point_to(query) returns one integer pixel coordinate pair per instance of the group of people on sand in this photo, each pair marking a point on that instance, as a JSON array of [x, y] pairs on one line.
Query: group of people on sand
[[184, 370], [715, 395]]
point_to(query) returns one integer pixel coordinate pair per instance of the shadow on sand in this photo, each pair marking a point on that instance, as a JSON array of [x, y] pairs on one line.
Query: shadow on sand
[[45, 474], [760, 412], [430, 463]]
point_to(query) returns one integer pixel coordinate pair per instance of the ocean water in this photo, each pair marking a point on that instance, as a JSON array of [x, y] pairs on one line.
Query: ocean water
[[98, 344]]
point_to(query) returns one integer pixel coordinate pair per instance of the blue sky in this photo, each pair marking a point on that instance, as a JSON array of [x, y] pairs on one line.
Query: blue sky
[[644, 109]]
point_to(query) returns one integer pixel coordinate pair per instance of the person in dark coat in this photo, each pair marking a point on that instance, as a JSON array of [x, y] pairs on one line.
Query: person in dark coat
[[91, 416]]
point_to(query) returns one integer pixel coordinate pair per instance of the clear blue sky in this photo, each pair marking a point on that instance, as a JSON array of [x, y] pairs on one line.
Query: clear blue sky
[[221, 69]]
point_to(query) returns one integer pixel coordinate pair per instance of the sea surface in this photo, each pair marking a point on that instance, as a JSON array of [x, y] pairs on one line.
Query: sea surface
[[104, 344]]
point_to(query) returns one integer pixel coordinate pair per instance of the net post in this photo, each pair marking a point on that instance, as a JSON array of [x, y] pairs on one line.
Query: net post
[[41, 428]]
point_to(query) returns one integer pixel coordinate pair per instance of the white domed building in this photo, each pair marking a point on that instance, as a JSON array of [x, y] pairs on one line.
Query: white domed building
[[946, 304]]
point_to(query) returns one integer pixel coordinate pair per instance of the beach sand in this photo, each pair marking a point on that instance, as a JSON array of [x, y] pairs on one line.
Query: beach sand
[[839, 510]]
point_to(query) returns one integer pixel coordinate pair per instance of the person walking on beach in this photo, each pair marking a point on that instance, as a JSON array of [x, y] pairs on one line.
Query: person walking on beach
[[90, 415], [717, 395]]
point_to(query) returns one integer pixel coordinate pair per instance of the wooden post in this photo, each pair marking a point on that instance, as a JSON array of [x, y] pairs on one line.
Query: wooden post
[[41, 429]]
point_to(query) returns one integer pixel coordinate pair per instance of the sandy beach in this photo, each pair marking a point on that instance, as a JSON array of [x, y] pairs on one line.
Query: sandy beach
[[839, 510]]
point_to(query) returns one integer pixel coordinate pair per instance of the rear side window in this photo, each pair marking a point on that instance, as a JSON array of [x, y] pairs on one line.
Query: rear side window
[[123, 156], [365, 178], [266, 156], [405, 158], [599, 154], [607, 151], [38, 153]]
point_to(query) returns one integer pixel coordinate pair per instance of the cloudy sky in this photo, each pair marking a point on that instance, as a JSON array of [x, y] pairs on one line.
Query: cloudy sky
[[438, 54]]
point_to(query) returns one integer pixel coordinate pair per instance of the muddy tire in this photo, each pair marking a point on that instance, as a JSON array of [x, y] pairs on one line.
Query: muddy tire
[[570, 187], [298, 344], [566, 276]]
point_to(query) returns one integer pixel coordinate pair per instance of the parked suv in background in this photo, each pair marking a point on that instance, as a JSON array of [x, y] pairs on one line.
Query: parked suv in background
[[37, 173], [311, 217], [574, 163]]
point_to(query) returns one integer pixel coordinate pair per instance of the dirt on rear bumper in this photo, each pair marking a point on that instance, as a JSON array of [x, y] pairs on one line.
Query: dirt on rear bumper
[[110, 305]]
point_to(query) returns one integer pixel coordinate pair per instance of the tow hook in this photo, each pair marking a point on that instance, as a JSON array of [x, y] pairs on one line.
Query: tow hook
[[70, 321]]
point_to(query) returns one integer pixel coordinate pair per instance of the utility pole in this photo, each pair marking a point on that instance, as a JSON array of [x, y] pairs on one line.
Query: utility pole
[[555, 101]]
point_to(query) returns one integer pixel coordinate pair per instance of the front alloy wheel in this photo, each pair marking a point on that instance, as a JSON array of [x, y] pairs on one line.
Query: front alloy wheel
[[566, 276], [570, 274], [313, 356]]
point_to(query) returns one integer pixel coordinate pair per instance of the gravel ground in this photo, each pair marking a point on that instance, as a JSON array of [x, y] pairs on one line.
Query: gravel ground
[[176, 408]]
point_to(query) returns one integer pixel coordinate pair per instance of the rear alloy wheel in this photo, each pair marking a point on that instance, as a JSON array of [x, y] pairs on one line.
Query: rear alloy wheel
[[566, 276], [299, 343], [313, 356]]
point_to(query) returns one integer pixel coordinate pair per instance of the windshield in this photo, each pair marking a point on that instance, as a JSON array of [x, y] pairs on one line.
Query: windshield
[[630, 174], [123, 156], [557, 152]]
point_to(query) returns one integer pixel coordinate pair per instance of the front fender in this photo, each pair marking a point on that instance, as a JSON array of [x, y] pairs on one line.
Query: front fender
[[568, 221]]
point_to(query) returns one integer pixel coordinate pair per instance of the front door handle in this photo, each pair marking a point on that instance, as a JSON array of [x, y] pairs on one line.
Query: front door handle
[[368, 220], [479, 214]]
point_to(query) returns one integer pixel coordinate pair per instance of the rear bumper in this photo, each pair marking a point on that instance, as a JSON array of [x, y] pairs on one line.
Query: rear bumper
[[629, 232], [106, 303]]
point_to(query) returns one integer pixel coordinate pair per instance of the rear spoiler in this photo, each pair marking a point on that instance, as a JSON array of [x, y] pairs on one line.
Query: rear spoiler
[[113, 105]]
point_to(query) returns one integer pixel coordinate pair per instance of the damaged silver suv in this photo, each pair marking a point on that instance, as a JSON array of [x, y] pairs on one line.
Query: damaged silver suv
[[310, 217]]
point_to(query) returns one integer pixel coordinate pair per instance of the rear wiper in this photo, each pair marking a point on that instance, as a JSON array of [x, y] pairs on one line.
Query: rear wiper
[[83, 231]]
********************
- **ABOUT THIS EXERCISE**
Word for word, copy the listing above in its entirety.

- **TASK RESULT**
point_to(query) returns one integer pixel coordinate pair per instance of the group of people on sand in this photo, each pair marking a point on that instance, as a JSON array of [x, y] pairs on one line.
Query: group of people on sand
[[184, 370], [715, 395]]
point_to(query) returns one integer pixel coordinate pair per instance of the shadow on sand in this photo, each pair marking a point on that instance, as a JSON array of [x, y] pairs on one line.
Query: shadow on sand
[[45, 474], [760, 412], [430, 463]]
point_to(query) returns one integer pixel coordinate pair per instance of the ocean water in this photo, each pair marking a point on that instance, as a JSON array of [x, y] pairs on one line.
Query: ocean water
[[98, 344]]
point_to(query) returns one integer pixel coordinate pair per instance of the blue sky in this photo, each pair marking a point on that instance, as a JSON array of [x, y] pairs on one line.
Query: blue sky
[[644, 109]]
point_to(query) returns one integer pixel coordinate pair per instance of the person in dark coat in this photo, each pair marking a point on that instance, as a JSON array of [x, y] pairs on one line.
Query: person in dark coat
[[91, 416]]
point_to(query) returns one integer pixel coordinate pair per instance of the clear blue sky in this photo, each pair marking a point on that instance, as a JSON array of [x, y] pairs on one line.
Query: clear blue sky
[[221, 69]]
point_to(query) returns one integer pixel coordinate pair per instance of the sea surface in this photo, each pair marking a point on that instance, as a JSON array of [x, y] pairs on one line.
Query: sea surface
[[104, 344]]
point_to(query) returns one integer pixel coordinate pair per instance of the net post in this photo, each pair marking a point on that instance, as a JSON array of [x, y] pairs on one line.
Query: net post
[[41, 428]]
point_to(query) returns one integer pixel coordinate pair per instance of the white domed building in this photo, each pair marking a point on that instance, as a JSON array of [x, y] pairs on one line.
Query: white domed building
[[946, 304]]
point_to(query) returns one integer pixel coordinate pair per instance of the beach sand in this photo, each pair marking a point on that instance, as a JSON array of [x, y] pairs on one line.
Query: beach sand
[[839, 510]]
point_to(query) returns one integer pixel coordinate pair per instance of the person walking on beach in this photo, each pair marking a point on that instance, as a JSON array of [x, y] pairs on one line.
Query: person walking on beach
[[90, 415], [717, 395]]
point_to(query) returns one integer pixel coordinate pair per instance of the wooden post in this photo, each pair marking a point on that instance, as a JSON array of [x, y] pairs on one line.
Query: wooden post
[[41, 429]]
point_to(query) returns one integer pixel coordinate pair per instance of the sandy beach in this photo, each pair marking a point on that instance, as a JSON array of [x, y] pairs on one line.
Query: sandy beach
[[839, 510]]
point_to(query) returns one integer pixel coordinate pair per instance of the rear side window in this photo, each pair marking a point on that instance, as a JSON array of [x, y] pairs on one line.
Query: rear side window
[[123, 156], [365, 178], [266, 156], [405, 158], [599, 154], [607, 151], [38, 153]]
point_to(query) returns one integer pixel coordinate pair per instance of the cloudy sky in this photo, each pair marking a point on that instance, as a JSON array of [x, y] pairs on one line.
Query: cloudy sky
[[438, 54]]
point_to(query) returns one integer pixel coordinate pair per instance of the muddy tire in this photo, each pair marking a point on that instance, as a JSON array of [x, y] pairs on one line.
Query: muddy tire
[[570, 187], [298, 344], [566, 276]]
point_to(query) returns one integer pixel coordinate pair per instance of the parked suv in background in this photo, each pair marking a point on that instance, as a JSON array of [x, y] pairs on one line.
Query: parked suv in background
[[37, 173], [311, 217], [574, 163]]
point_to(query) returns one integer pixel coordinate pair per instance of the dirt on rear bumper in this photo, each pair marking a point on that instance, as a JSON array of [x, y] pairs on one line.
Query: dirt on rear bumper
[[110, 305]]
point_to(query) returns one integer pixel coordinate pair per instance of the tow hook in this photo, each pair marking a point on that instance, as a JSON array of [x, y] pairs on one line.
Query: tow hook
[[70, 321]]
point_to(query) returns one integer pixel coordinate pair per instance of the utility pole in this photo, each pair marking a point on that instance, as a JSON array of [x, y] pairs on one line.
Query: utility pole
[[555, 101]]
point_to(query) returns one integer pixel coordinate pair per instance of the front alloy wheel in this photo, each pair marking a point on that instance, as a JSON array of [x, y] pairs on one line.
Query: front alloy wheel
[[566, 276], [570, 274], [313, 356]]
point_to(query) returns one integer pixel coordinate pair per instance of the gravel ground in this photo, each pair marking a point on that instance, as a JSON array of [x, y] pairs on one line.
Query: gravel ground
[[176, 408]]
point_to(query) returns one integer pixel coordinate pair per instance of the rear alloy wheel in this photo, each pair marking a point on that instance, as a JSON array of [x, y] pairs on one line.
Query: rear alloy wheel
[[566, 276], [299, 343], [313, 356]]
point_to(query) returns one integer pixel coordinate pair per instance of the windshield in this photo, each pair marking a point on that instance, as a JSON array of [x, y] pairs on one line.
Query: windshield
[[630, 174], [123, 156], [557, 152]]
point_to(query) returns one integer pixel coordinate pair per instance of the front fender in this photo, each pair marking a point on that instance, as a JSON array of [x, y] pairs on one line.
Query: front fender
[[568, 221]]
point_to(query) returns one integer pixel coordinate pair per instance of the front door handle in this photo, each pair marking a point on that instance, as a JSON array of [x, y] pairs on one line.
Query: front door handle
[[368, 220], [479, 214]]
point_to(query) returns one integer pixel coordinate pair per instance of the rear bumper in this photo, each pair marking a point on that instance, as a JSON array of [x, y] pairs on one line.
Query: rear bumper
[[629, 232], [106, 303]]
point_to(query) returns one integer pixel coordinate pair per instance of the rear spoiler in this photo, each pair marking a point on that instance, as a JSON array of [x, y] pairs on one line.
Query: rear spoiler
[[113, 105]]
point_to(query) returns one integer pixel coordinate pair per instance of the damaged silver suv in this photo, each pair marking a point on that instance, as a JSON array of [x, y] pairs on one line.
Query: damaged silver suv
[[310, 217]]
point_to(query) returns one integer pixel coordinate pair per instance of the rear wiper in this photo, each pair marking a point on that instance, as a JSON array of [x, y] pairs on one line.
Query: rear wiper
[[83, 231]]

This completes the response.